TASK INPUT start
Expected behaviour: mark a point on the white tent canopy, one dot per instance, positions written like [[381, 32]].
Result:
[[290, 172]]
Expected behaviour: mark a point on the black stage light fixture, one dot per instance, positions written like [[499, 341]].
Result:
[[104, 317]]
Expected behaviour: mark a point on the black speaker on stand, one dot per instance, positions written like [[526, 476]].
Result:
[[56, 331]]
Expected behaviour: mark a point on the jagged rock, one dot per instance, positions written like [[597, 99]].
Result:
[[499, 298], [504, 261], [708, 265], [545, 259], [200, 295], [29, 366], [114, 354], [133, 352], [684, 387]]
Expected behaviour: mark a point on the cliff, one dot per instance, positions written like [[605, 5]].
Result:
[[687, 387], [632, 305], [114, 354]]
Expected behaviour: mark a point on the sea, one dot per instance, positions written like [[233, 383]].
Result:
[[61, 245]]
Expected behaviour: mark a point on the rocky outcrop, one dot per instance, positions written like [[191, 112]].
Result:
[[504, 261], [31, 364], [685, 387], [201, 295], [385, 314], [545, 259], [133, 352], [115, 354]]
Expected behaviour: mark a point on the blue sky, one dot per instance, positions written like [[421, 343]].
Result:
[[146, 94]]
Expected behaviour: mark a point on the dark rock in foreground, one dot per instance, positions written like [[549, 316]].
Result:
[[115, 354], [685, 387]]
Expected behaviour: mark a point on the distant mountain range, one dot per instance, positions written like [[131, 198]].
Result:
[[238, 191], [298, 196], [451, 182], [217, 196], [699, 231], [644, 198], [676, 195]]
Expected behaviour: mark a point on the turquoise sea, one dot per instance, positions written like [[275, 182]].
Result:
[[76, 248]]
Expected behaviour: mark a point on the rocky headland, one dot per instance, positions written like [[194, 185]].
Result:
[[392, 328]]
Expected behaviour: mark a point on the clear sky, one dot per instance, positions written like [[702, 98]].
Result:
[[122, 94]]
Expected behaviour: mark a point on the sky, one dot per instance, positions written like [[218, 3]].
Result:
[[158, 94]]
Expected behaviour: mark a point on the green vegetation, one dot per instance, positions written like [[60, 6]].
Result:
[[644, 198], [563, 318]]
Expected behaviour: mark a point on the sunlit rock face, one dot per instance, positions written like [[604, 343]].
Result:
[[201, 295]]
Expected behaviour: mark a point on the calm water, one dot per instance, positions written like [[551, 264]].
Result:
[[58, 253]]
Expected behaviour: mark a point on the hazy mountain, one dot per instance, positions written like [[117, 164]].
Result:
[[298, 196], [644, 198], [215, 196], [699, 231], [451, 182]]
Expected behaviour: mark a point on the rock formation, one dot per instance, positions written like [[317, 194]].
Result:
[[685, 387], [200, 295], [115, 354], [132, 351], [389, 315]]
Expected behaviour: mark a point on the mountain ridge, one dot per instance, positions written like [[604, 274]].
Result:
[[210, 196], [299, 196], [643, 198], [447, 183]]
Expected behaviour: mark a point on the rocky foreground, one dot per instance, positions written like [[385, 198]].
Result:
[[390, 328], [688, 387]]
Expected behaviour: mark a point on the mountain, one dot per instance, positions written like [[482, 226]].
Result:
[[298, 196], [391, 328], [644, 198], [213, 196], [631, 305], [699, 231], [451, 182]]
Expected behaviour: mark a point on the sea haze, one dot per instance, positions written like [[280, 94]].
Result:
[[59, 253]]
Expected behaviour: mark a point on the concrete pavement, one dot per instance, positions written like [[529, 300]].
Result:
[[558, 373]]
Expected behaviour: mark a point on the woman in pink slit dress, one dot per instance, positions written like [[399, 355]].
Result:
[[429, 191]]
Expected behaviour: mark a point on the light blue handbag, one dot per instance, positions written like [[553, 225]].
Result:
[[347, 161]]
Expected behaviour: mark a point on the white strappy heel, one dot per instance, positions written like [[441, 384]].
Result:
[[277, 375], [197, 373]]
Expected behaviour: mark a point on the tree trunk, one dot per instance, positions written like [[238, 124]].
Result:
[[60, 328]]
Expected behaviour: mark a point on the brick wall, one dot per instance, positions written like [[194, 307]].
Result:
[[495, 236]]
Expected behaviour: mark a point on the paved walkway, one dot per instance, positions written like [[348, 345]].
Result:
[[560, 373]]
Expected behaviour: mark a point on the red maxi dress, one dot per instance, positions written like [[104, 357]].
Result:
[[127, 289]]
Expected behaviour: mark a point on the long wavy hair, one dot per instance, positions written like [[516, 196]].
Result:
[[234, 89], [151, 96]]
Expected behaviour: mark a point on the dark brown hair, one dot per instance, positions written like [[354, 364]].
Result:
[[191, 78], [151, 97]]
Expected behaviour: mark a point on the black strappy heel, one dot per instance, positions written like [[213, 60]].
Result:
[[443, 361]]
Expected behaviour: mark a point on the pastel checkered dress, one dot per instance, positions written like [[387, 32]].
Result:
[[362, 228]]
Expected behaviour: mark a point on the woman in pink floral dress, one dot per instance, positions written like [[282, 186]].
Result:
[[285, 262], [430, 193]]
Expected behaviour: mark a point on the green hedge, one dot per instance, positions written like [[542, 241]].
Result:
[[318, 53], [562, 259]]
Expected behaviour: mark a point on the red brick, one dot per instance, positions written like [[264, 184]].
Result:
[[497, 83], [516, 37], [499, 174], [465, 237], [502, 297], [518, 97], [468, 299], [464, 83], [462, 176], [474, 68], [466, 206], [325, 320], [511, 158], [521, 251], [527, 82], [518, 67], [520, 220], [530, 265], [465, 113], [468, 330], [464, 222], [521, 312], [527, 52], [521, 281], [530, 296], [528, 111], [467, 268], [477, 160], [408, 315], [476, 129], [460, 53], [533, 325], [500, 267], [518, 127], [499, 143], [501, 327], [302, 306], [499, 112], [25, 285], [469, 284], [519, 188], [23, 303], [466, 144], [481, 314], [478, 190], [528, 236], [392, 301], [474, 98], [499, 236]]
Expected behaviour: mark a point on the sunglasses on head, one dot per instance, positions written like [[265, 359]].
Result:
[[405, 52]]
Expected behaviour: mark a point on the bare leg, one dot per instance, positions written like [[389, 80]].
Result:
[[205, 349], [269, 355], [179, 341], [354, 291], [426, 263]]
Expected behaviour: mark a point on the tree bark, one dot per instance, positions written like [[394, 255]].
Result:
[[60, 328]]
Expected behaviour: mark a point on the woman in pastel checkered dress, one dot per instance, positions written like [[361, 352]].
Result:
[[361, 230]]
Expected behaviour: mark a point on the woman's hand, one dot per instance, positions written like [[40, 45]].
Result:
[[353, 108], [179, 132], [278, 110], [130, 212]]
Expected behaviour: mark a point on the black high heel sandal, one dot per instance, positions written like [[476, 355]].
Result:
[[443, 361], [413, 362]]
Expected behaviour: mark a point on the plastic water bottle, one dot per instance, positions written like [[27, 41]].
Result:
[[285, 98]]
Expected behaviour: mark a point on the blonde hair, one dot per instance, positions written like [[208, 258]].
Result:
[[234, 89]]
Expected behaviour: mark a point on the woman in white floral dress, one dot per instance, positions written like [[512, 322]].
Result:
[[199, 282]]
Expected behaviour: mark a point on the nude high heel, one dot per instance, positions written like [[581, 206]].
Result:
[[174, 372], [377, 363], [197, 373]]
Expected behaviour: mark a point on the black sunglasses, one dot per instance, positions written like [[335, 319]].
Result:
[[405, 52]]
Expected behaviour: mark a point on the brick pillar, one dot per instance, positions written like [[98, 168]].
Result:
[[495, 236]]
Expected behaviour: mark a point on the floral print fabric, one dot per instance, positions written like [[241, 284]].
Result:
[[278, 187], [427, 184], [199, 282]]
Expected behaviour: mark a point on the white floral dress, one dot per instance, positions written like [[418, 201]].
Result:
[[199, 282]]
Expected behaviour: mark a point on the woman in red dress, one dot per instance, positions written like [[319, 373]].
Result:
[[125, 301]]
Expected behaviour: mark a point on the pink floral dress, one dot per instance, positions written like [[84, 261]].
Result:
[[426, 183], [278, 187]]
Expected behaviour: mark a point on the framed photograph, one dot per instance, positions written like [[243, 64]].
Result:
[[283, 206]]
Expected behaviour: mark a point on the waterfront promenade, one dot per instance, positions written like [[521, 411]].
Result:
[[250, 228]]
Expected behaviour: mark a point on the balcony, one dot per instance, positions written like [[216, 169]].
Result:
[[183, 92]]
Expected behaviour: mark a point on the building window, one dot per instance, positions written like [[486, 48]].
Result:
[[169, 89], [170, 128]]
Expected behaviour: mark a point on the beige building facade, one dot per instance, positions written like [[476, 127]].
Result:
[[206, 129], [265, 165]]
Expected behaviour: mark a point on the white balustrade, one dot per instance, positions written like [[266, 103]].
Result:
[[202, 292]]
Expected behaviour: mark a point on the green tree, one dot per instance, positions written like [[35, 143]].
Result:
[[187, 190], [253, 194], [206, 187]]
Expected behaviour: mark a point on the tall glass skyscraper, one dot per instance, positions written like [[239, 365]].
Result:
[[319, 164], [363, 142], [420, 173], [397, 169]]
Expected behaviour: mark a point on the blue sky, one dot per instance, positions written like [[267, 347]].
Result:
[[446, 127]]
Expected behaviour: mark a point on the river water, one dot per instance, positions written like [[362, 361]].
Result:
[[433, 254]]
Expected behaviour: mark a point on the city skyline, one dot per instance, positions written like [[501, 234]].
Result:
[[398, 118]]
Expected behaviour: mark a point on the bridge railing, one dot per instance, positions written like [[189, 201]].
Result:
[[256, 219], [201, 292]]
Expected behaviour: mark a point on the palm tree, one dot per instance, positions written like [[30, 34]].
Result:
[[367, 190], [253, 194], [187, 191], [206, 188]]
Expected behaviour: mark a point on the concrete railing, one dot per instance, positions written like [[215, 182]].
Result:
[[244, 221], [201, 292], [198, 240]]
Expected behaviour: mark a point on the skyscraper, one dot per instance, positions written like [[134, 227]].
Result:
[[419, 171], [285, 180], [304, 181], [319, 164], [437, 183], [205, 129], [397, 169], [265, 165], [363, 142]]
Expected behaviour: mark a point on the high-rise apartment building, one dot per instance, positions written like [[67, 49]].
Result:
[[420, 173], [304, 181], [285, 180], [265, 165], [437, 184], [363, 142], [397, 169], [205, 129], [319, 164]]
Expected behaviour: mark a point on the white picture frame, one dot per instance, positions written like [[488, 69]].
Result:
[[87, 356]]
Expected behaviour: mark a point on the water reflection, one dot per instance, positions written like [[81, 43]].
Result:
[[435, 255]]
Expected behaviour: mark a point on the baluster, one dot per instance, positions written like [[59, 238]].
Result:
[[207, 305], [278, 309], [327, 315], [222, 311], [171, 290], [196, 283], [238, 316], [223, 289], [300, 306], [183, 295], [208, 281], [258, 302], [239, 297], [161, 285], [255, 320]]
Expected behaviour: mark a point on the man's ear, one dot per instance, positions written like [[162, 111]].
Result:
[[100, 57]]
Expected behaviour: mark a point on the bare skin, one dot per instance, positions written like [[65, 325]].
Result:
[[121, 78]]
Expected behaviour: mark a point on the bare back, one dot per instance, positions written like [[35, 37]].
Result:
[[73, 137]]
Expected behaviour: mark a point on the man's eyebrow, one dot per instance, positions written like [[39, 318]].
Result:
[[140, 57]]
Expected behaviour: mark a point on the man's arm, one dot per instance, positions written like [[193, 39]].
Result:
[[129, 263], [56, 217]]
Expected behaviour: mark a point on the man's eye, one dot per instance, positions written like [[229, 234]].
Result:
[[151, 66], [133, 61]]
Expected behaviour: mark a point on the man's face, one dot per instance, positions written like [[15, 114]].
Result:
TASK INPUT end
Reproduce verbatim the lines of the records, beginning with the line that contains "Expected behaviour: mark a point on the man's face, one" and continuing through the end of the records.

Expected behaviour: mark a point on the man's face, one dot per instance, positions written like [[15, 114]].
Result:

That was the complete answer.